• **DOCUMENT EXTRACT**:
====================

'Catching babies,' black midwives delivered, despite segregation

Anne Cheskey Smith
Special to Black Mountain News
Mary Hayden, 84, with her granddaughter, Mary O. Burnette, about 1942 and two of Hayden's great-grandchildren.

(Editor’s note: Anne Chesky Smith is director of Swannanoa Valley Museum & History Center.)

This is how it was, then, for Mary Stepp Burnette Hayden.

“She used to tell me how she would have to outsmart a catamount that picked up her scent as she walked home through the mountains at night, carrying a chunk of fresh pork, her payment for a new delivery,” Mary O. Burnette said last week of Hayden, her grandmother and a midwife and herbalist renowned in the Valley. 

“She would hear this animal squeal and … she would start pulling off garments. Pull off a bonnet, throw it down and she’d hear that animal stop long enough to tear that up and she’s still running. Then she’d pull off something else, maybe a vest, and then an apron, and then undergarments or even stockings if she needed to and had the time, so she could make it home.”

====================

(Entries from a pointing dataset)

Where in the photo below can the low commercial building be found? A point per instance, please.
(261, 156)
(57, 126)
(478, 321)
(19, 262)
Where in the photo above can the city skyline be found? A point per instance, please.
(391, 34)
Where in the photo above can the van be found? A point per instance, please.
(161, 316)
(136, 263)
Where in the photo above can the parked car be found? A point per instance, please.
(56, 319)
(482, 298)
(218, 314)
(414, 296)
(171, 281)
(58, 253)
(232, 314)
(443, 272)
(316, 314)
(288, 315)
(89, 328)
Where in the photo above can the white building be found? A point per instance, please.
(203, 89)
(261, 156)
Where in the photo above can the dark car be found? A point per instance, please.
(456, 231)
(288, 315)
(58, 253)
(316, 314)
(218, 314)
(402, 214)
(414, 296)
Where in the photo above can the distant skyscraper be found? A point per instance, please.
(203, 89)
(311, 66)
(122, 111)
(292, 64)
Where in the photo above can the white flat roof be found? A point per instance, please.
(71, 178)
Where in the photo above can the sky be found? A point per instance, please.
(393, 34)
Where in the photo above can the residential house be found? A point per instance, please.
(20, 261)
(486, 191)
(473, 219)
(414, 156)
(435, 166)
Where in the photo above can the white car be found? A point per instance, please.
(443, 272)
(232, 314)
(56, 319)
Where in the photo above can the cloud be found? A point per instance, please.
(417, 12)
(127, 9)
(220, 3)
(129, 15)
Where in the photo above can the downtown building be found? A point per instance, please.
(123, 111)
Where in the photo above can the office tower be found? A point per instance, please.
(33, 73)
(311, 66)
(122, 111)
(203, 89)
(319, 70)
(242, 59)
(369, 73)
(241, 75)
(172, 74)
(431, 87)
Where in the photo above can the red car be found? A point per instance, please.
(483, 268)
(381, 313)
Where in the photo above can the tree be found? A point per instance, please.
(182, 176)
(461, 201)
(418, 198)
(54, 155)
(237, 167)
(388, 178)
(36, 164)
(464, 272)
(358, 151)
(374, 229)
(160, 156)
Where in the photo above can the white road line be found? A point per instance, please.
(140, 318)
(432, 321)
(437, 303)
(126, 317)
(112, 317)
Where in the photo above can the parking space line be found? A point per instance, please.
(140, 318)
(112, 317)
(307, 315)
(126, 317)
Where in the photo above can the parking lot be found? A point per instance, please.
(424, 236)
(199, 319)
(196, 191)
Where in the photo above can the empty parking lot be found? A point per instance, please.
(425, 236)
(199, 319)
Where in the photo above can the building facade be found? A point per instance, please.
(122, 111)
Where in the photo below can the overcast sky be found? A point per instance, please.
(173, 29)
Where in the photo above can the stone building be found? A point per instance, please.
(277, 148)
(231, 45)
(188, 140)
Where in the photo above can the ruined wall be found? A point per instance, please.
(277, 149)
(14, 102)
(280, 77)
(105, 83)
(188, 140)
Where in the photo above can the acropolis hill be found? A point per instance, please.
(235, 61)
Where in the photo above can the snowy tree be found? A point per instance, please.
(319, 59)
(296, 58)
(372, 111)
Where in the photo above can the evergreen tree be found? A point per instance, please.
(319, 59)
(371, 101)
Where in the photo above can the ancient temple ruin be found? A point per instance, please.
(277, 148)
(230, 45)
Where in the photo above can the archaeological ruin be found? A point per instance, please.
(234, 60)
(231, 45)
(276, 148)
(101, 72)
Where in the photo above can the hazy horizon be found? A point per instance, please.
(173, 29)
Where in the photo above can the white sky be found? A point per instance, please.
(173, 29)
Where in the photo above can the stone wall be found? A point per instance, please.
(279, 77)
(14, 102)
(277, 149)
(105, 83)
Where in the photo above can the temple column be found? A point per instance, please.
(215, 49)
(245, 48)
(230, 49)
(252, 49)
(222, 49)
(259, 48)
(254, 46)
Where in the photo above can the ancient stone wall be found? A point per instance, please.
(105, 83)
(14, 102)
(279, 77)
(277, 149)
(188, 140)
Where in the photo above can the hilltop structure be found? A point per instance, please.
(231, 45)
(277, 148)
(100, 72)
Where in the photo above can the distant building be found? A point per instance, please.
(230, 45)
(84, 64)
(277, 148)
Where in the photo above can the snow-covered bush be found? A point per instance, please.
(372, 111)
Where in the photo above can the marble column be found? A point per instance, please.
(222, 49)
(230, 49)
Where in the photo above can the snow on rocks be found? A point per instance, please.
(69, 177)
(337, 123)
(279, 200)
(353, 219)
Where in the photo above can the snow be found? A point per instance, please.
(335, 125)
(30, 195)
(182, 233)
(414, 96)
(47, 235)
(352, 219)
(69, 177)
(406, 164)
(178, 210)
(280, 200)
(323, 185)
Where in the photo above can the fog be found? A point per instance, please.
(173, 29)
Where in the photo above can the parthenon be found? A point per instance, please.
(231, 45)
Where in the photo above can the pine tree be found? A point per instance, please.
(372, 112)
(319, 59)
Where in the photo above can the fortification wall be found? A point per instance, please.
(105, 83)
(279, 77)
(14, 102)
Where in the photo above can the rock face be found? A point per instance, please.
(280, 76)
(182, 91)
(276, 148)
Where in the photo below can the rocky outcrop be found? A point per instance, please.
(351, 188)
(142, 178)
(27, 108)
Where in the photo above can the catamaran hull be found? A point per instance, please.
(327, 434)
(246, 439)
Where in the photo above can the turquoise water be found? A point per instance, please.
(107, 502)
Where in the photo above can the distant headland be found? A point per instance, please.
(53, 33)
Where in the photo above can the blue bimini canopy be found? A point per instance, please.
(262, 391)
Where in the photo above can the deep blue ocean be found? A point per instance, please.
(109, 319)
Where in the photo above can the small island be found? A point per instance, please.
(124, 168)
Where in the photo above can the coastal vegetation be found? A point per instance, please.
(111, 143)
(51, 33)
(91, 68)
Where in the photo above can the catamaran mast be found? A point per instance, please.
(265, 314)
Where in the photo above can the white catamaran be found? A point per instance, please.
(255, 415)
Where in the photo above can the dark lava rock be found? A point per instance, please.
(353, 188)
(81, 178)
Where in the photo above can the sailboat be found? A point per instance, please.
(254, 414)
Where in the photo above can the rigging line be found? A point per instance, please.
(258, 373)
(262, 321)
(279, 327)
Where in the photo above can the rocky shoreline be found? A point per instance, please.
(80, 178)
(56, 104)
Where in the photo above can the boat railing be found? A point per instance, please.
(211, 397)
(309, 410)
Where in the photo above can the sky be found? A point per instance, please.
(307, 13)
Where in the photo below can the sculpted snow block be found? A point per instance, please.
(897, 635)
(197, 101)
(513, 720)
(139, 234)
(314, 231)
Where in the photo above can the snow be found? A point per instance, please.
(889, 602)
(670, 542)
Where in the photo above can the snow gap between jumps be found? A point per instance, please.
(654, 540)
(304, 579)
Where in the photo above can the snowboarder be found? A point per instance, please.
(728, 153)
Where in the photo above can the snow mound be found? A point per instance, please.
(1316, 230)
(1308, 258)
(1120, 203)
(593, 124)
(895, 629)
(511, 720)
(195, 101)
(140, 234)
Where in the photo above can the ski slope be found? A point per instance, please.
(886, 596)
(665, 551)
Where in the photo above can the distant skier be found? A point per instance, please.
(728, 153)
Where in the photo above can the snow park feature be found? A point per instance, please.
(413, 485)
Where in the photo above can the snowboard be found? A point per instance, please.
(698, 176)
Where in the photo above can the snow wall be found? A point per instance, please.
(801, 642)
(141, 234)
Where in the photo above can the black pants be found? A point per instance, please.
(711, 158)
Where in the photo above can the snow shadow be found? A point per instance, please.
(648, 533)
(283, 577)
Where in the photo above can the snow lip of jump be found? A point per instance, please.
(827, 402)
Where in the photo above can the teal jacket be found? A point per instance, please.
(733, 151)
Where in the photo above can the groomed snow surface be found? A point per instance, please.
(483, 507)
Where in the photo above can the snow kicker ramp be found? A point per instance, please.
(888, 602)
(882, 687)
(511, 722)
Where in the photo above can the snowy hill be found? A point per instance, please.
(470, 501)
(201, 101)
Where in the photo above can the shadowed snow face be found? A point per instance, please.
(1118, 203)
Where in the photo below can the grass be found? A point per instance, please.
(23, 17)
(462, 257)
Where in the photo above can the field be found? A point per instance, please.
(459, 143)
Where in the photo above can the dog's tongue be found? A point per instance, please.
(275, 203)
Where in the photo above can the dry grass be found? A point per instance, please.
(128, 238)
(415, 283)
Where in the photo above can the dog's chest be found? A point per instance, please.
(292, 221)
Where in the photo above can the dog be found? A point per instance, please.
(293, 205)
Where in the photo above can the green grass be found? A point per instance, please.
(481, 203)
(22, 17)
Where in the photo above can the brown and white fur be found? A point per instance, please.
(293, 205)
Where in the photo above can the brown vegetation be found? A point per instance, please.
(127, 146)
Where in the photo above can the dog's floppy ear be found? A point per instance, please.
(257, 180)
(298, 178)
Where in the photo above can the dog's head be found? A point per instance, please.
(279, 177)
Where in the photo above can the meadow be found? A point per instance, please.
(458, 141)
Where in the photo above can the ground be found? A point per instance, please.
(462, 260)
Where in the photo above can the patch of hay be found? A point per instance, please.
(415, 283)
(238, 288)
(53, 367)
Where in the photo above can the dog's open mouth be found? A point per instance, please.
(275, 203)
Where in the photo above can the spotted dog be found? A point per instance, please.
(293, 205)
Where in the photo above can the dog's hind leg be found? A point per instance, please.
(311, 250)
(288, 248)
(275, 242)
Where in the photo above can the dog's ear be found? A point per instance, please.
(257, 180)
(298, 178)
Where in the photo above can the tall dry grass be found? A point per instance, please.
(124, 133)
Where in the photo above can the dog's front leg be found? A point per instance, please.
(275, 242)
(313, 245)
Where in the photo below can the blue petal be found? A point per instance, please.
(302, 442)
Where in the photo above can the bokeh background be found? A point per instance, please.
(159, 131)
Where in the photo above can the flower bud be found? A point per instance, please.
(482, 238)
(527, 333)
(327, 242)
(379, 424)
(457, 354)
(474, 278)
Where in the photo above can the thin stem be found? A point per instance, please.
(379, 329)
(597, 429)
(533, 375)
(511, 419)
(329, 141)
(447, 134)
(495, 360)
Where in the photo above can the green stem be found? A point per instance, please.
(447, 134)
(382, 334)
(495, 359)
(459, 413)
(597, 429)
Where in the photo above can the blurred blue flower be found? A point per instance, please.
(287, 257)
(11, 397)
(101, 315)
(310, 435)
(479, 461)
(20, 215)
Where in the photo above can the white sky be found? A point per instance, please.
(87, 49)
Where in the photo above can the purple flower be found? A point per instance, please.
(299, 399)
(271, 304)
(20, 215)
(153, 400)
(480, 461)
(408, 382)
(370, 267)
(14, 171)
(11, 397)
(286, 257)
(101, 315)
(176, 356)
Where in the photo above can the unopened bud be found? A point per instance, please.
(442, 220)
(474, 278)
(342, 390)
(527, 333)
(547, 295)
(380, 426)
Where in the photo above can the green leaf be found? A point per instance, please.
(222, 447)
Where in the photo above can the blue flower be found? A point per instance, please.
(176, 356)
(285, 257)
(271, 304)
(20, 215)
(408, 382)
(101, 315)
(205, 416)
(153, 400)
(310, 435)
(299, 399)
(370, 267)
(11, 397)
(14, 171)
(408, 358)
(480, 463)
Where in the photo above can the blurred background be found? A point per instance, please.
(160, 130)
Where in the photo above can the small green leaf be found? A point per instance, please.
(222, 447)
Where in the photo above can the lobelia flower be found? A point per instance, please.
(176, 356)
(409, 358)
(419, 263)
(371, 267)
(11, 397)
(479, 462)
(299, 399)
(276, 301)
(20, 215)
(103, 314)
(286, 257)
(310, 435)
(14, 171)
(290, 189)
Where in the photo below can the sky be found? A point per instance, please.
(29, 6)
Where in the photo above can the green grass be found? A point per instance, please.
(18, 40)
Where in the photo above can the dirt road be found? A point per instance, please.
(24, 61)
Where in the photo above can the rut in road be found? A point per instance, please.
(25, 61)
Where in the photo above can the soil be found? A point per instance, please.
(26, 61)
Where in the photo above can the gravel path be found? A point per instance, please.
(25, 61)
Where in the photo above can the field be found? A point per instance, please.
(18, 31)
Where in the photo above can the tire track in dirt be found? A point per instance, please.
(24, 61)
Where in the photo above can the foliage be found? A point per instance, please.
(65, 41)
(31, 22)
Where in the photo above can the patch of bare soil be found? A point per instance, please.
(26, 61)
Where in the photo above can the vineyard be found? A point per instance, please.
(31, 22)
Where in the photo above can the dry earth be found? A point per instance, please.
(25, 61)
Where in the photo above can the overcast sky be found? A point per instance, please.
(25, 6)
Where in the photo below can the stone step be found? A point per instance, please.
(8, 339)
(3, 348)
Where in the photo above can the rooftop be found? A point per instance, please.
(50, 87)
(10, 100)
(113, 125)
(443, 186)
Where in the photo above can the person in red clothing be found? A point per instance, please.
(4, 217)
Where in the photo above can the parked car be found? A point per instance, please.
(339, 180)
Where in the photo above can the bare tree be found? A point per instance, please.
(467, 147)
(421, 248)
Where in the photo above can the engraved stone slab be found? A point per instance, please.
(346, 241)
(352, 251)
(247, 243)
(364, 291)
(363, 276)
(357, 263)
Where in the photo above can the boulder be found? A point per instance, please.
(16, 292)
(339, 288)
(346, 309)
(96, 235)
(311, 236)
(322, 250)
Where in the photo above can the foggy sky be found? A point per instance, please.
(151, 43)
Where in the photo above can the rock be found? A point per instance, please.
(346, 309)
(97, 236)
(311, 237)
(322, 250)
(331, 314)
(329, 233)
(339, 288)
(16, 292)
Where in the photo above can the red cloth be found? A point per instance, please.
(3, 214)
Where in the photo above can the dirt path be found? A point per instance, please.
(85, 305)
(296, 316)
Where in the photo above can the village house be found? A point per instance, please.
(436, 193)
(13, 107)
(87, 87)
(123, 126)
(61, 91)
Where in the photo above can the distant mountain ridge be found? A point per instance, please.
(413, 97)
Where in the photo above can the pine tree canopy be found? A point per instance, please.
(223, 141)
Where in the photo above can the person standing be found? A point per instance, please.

====================

In the article on black midwives, what did Mary Stepp Burnette Hayden carry home as payment for a new delivery?

• **COMPLETE OUTPUT**:
A chunk of fresh pork.